- READING PASSAGE:
=-=-=

Throughout this document, concerns are separated into three layers:
- ENGINE — the sound driver code: command interpreter, sequencer loop, envelope processing, channel management. Lives in PRG ROM.
- DATA — music data consumed by the engine: note streams, pointer tables, envelope tables, instrument definitions. Layout varies per game even within the same engine family.
- HARDWARE — the NES APU (2x pulse, triangle, noise, DMC) plus any expansion audio chips on the cartridge. Fixed per mapper/board.
1. Konami Pre-VRC (Maezawa Family)
Our primary target. Two games decoded, architecture well understood.
1.1 Defining Traits
ENGINE: Frame-driven sequencer. One command byte processed per channel per frame when the duration counter expires. Commands encode pitch in the high nibble, duration in the low nibble (0x00-0xBF). Tempo set by DX command (low nibble = frame multiplier). Subroutine calls (FD) and counted/infinite loops (FE) for structure. Volume processing runs every frame on active channels via a flags register.

=-=-=

- TASK DATA:
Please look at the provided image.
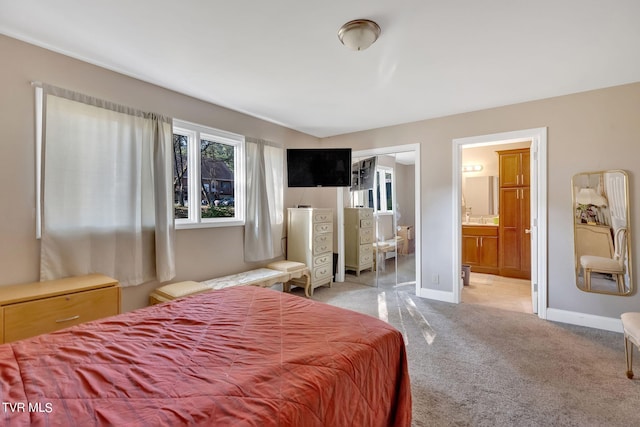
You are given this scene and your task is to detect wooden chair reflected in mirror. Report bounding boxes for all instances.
[580,227,627,294]
[572,170,633,295]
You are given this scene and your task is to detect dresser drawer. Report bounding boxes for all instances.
[2,287,120,342]
[313,222,333,234]
[311,264,333,281]
[313,233,333,246]
[313,210,333,223]
[313,253,333,268]
[360,219,373,229]
[360,228,373,245]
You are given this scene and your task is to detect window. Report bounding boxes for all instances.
[173,120,244,228]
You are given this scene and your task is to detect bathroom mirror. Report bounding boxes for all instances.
[572,170,633,295]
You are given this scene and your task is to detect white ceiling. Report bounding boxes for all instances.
[0,0,640,137]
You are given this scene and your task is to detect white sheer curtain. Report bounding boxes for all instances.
[40,85,175,286]
[244,138,284,262]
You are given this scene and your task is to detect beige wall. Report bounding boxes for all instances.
[322,83,640,318]
[0,36,640,317]
[0,35,318,311]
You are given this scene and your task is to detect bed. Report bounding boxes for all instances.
[0,286,411,427]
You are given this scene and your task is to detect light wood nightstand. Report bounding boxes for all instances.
[0,274,120,343]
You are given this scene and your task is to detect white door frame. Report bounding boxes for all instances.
[452,127,548,319]
[335,144,422,295]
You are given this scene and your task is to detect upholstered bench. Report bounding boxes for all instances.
[149,261,311,305]
[620,313,640,379]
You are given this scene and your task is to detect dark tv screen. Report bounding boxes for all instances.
[287,148,351,187]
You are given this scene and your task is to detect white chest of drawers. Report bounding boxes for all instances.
[287,208,333,295]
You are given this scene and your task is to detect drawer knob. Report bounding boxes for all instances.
[56,314,80,323]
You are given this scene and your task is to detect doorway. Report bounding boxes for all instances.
[453,128,547,319]
[335,144,420,292]
[460,141,533,313]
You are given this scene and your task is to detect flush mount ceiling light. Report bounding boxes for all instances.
[338,19,380,50]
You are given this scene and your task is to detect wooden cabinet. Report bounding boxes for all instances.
[287,208,333,294]
[344,208,375,276]
[0,274,120,343]
[497,148,530,188]
[498,148,531,279]
[462,225,499,274]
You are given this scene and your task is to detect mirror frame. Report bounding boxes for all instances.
[571,169,635,296]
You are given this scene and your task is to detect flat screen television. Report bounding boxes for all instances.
[287,148,351,187]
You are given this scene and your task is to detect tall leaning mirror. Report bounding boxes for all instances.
[572,170,633,295]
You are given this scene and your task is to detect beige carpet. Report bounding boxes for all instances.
[294,275,640,427]
[462,272,533,313]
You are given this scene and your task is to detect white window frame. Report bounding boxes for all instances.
[173,119,245,230]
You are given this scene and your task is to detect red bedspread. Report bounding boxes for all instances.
[0,287,411,427]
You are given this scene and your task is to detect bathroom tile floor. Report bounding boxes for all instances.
[462,272,533,313]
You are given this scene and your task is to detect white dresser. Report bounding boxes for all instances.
[287,208,333,295]
[344,208,374,276]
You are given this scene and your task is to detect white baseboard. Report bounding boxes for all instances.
[418,288,455,302]
[547,308,622,333]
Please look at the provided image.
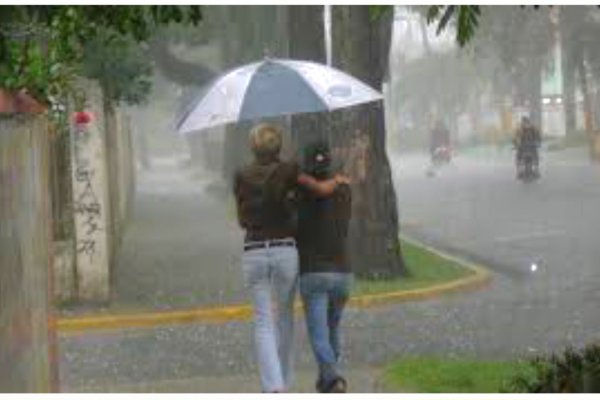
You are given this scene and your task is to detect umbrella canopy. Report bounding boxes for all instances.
[177,58,382,134]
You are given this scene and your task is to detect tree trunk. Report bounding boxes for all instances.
[577,55,596,160]
[288,6,329,159]
[332,6,407,279]
[561,46,577,135]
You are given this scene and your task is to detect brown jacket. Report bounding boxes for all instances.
[234,161,300,241]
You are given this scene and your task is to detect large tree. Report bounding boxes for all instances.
[332,6,407,278]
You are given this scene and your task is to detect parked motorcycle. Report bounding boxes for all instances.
[517,148,540,183]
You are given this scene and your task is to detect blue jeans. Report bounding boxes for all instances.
[242,242,298,392]
[300,272,352,385]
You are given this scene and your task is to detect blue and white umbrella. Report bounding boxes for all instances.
[177,58,382,134]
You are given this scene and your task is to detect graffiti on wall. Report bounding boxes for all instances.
[73,124,104,262]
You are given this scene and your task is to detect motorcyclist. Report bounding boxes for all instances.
[513,116,542,177]
[429,119,450,163]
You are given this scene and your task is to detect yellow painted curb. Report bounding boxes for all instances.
[56,237,491,333]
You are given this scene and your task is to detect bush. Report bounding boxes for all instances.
[506,344,600,393]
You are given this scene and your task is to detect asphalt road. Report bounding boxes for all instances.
[60,147,600,392]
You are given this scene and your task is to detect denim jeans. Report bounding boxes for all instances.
[300,272,352,385]
[242,242,298,392]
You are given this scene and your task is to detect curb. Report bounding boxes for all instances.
[56,236,491,334]
[348,235,492,308]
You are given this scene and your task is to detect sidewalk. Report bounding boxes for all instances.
[62,158,246,315]
[63,367,382,393]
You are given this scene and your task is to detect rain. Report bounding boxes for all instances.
[0,5,600,393]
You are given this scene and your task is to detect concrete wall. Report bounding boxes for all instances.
[55,80,135,302]
[0,116,57,392]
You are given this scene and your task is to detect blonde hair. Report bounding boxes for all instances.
[250,123,282,158]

=-=-=

- REQUIREMENTS:
**A)** In the reading passage, condense the paragraph beginning "ENGINE: Frame-driven sequencer" into a bulleted list that keeps its main facts.
**B)** Filter the listing, keeping every line that contains the word "wooden".

- THE REPLIES:
**A)**
- Frame-driven sequencer: one command byte is processed per channel per frame when the duration counter expires.
- Commands 0x00–0xBF encode pitch in the high nibble and duration in the low nibble.
- The DX command sets tempo, with its low nibble as the frame multiplier.
- FD handles subroutine calls, and FE handles counted and infinite loops.
- Volume processing runs every frame on active channels through a flags register.

**B)**
You are given this scene and your task is to detect wooden chair reflected in mirror. Report bounding boxes for all instances.
You are given this scene and your task is to detect wooden cabinet. Report bounding boxes for all instances.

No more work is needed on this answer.